- SUPPLIED TEXT:
1). It tries to impose behavior change on everybody -- when most of those targeted are not obese and hence have no reason to change their behaviour. It is a form of punishing the innocent and the guilty alike. (It is also typical of Leftist thinking: Scorning the individual and capable of dealing with large groups only).

2). The longevity research all leads to the conclusion that it is people of MIDDLING weight who live longest -- not slim people. So the "epidemic" of obesity is in fact largely an "epidemic" of living longer.

3). It is total calorie intake that makes you fat -- not where you get your calories. Policies that attack only the source of the calories (e.g. "junk food") without addressing total calorie intake are hence pissing into the wind. People involuntarily deprived of their preferred calorie intake from one source are highly likely to seek and find their calories elsewhere.

4). So-called junk food is perfectly nutritious. A big Mac meal comprises meat, bread, salad and potatoes -- which is a mainstream Western diet. If that is bad then we are all in big trouble.

5). Food warriors demonize salt and fat. But we need a daily salt intake to counter salt-loss through perspiration and the research shows that people on salt-restricted diets die SOONER. And Eskimos eat huge amounts of fat with no apparent ill-effects. And the average home-cooked roast dinner has LOTS of fat. Will we ban roast dinners?

6). The foods restricted are often no more calorific than those permitted -- such as milk and fruit-juice drinks.

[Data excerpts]
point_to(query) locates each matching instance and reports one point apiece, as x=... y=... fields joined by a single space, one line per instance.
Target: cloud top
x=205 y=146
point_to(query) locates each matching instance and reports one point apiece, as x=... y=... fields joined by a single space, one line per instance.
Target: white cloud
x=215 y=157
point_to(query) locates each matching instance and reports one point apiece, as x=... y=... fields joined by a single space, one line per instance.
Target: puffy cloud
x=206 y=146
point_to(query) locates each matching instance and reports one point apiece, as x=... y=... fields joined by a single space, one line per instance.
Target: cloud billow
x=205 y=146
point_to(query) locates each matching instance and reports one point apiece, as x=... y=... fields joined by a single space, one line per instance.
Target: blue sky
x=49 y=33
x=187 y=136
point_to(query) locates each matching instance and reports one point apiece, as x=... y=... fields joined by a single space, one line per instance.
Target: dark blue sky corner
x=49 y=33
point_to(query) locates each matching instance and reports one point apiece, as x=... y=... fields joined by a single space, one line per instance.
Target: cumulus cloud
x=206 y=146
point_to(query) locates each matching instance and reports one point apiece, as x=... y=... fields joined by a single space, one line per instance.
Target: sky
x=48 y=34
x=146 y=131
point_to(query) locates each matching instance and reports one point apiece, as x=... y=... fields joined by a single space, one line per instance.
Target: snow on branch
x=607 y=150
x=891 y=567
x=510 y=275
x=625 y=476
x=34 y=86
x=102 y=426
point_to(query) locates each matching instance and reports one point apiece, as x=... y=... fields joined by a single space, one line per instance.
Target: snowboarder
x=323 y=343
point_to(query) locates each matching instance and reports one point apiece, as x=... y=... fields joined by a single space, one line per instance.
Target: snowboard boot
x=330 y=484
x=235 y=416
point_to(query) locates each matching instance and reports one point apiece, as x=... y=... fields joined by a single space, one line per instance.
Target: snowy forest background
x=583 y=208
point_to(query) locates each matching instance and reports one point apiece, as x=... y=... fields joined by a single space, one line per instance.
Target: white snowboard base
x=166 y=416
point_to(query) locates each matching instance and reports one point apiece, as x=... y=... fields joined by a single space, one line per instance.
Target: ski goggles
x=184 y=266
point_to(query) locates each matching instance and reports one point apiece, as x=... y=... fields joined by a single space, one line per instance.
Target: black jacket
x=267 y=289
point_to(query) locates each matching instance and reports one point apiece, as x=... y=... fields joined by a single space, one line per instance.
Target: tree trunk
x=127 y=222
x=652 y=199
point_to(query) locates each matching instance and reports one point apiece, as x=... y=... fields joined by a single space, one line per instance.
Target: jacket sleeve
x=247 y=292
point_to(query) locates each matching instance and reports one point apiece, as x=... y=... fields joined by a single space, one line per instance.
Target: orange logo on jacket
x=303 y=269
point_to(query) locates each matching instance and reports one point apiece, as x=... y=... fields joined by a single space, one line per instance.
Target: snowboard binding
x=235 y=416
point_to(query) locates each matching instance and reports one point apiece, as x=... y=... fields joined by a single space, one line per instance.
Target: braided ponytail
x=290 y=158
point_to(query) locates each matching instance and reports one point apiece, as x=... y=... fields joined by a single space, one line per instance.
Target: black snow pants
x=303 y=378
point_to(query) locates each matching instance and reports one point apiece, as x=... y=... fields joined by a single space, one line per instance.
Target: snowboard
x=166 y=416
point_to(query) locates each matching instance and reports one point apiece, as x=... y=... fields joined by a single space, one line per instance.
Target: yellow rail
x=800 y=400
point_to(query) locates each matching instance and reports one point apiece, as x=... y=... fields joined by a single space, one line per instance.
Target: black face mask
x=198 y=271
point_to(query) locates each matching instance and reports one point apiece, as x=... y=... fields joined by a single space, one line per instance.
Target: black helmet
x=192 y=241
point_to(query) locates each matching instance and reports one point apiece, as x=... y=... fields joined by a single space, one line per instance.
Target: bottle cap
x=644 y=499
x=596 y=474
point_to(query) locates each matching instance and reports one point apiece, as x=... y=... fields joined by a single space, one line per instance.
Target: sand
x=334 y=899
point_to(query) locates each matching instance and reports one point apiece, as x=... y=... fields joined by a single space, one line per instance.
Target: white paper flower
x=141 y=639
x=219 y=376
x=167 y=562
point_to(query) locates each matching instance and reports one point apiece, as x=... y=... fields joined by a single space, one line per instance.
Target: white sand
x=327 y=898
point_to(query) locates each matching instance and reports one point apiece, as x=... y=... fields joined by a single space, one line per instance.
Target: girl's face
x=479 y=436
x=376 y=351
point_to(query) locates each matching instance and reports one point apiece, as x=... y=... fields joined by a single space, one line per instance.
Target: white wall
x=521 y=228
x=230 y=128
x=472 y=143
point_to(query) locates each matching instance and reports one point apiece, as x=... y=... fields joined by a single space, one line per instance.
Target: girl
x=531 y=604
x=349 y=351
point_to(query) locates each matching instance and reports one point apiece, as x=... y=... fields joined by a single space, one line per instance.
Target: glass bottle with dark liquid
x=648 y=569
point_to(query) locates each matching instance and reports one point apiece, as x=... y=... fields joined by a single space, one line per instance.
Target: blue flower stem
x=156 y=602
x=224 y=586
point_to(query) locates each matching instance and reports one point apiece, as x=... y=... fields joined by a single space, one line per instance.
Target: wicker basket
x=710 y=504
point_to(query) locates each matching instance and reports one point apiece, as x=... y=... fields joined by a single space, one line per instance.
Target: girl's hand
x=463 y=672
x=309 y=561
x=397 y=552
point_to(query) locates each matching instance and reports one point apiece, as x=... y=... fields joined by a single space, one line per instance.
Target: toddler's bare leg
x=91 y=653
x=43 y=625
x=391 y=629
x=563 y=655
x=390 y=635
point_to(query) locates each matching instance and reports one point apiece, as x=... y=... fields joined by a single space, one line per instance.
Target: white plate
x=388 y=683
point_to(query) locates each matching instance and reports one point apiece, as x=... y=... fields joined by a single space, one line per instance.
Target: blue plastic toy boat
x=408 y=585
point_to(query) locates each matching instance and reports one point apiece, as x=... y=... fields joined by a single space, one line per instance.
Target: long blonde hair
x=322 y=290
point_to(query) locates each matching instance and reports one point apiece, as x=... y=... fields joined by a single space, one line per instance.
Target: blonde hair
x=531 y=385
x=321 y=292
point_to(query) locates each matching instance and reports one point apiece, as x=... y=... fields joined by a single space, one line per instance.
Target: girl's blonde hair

- THE TASK:
In the text on obesity policy, what does a Big Mac meal comprise?

- OUTPUT OF THE EXERCISE:
Meat, bread, salad and potatoes.